- [Task details]:
When you write the records again, keep every line exactly as it was.

- [Data records]:

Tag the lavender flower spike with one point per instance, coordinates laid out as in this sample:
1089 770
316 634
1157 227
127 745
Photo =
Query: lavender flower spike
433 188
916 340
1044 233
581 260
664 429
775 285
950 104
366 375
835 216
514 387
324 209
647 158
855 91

- [Answer for this exercise]:
Tag the lavender flower spike with one point per instance, coordinates laid out as in this sample:
1089 770
316 634
1157 227
127 745
Photo =
Query: lavender flower spike
433 188
916 340
1044 233
581 260
664 429
775 285
950 104
366 375
835 216
514 387
324 209
647 158
855 91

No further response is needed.